Start of Record extracts
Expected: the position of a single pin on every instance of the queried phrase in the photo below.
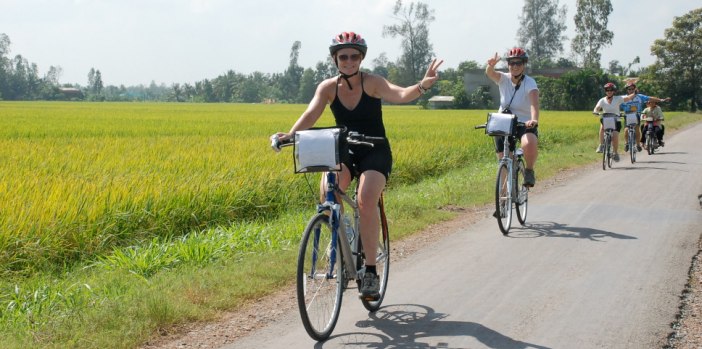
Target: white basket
(609, 121)
(500, 124)
(631, 119)
(317, 150)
End of Record extracts
= What you should do =
Everything in the entries except the pictures should be returned exactly as given.

= Solution for this task =
Expected: the position of a single pin on every instance of the queried phrase in the photo below.
Target: white basket
(609, 121)
(500, 124)
(631, 119)
(317, 150)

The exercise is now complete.